◆ **PASSAGE GIVEN**
>>>

The head of the United Nations agency for Palestinian refugees has accused Israel of laying the groundwork for the mass expulsion of Gazans across the territory's border into Egypt.
More than two months of Israel's war on Gaza has displaced most of Gaza's population, but Palestinians are largely barred from leaving the narrow besieged territory.
In an opinion piece published on Saturday in the Los Angeles Times, UNRWA chief Philippe Lazzarini pointed to the worsening humanitarian crisis in Gaza and the increasing concentration near the border of displaced civilians who fled the fighting, first in the north and then further south.
"The United Nations and several member states, including the US, have firmly rejected forcibly displacing Gazans out of the Gaza Strip," Lazzarini said.
"But the developments we are witnessing point to attempts to move Palestinians into Egypt, regardless of whether they stay there o rare resettled elsewhere."
The widespread destruction in the Palestinian territory's north and the resulting displacements were "the first stage of such a scenario", he added, while forcing civilians from the southern city of Khan Younis closer to the border was the next.

<<<

◆ **DATA SEGMENT**
>>>

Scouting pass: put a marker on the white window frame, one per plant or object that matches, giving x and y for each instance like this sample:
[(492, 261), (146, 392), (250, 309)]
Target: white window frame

<<<

◆ **TASK**
Using the article about Gaza, answer these:
(a) In which newspaper was the opinion piece published, and on what day?
(b) What did Lazzarini describe as "the first stage of such a scenario"?
(c) From which southern city were civilians forced closer to the border?

◆ **EXPECTED ANSWER**
(a) The Los Angeles Times, on Saturday.
(b) The widespread destruction in the north of the Palestinian territory and the displacements that resulted.
(c) Khan Younis.